> [Problem to solve]: Reproduce the stretch from the line containing "sky in the photo above." through the end of the records, swapping "side mirror" for "wing mirror" and changing nothing else.

> [Records for processing]:
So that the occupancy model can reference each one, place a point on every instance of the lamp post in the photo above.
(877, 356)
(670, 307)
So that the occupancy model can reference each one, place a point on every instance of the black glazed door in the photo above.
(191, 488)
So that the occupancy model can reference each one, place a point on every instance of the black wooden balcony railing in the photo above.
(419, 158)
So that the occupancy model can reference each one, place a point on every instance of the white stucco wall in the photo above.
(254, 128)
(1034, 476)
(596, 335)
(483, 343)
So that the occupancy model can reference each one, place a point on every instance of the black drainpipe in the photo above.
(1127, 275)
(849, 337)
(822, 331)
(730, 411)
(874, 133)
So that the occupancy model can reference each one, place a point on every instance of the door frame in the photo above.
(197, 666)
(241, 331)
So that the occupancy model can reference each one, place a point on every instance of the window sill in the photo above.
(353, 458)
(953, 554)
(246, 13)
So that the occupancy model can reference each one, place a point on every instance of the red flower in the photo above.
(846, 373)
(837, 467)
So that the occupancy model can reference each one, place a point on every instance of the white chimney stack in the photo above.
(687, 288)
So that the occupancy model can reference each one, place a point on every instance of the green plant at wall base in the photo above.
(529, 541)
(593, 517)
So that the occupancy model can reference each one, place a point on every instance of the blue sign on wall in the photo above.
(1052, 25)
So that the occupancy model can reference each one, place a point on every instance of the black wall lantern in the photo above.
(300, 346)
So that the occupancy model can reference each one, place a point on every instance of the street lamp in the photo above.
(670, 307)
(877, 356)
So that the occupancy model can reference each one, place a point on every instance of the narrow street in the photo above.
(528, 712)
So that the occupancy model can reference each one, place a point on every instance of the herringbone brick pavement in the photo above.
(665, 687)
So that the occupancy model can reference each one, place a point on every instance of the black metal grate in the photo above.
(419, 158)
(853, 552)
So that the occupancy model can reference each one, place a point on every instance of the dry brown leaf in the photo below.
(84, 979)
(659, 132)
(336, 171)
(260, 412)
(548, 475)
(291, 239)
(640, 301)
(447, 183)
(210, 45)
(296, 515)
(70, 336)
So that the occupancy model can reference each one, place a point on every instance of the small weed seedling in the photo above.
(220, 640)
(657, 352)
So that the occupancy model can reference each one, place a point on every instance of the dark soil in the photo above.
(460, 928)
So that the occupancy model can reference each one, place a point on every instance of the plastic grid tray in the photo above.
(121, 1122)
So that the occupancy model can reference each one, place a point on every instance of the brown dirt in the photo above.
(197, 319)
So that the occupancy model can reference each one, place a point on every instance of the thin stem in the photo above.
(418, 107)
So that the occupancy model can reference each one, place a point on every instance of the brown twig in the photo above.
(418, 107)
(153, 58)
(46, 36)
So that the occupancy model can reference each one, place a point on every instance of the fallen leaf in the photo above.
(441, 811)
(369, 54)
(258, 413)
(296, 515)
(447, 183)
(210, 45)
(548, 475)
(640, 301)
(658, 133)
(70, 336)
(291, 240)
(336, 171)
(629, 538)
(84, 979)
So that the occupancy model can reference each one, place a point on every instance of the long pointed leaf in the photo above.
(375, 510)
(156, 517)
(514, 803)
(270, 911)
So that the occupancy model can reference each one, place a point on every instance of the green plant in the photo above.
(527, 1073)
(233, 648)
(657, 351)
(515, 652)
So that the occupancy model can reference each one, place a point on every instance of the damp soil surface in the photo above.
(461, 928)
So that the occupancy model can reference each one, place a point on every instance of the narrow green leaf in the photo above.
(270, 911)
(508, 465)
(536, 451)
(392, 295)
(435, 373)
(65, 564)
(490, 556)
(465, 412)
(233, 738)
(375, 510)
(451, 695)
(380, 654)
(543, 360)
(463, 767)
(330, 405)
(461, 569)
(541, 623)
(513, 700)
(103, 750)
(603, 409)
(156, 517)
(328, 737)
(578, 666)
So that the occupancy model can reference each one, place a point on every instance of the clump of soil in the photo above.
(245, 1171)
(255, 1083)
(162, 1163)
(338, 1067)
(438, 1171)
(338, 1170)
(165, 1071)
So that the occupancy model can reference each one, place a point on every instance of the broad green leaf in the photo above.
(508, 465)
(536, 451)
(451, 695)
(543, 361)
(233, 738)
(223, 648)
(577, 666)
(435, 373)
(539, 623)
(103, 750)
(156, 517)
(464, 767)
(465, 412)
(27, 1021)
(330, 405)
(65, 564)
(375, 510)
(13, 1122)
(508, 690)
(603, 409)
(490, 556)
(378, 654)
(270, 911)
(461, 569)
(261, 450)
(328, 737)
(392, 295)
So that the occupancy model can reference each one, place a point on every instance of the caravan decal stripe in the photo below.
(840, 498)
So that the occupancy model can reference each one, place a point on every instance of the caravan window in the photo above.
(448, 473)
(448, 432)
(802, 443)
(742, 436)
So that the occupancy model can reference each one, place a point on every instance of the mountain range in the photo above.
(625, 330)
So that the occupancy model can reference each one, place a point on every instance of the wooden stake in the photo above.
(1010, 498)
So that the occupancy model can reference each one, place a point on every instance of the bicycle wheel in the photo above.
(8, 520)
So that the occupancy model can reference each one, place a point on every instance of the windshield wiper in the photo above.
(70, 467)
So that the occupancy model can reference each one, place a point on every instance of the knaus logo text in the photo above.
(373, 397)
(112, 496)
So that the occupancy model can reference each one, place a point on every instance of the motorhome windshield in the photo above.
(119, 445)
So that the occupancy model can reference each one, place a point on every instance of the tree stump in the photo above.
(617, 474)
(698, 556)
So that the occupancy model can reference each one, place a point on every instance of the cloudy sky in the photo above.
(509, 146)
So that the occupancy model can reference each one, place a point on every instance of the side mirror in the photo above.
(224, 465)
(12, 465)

> [Reply to the exercise]:
So that the occupancy model can reference each one, place a point on every instance of the cloudy sky in the photo above.
(509, 146)
So that the occupancy model can reference each one, place a point on every instance of the wing mirror in the photo above.
(224, 465)
(12, 465)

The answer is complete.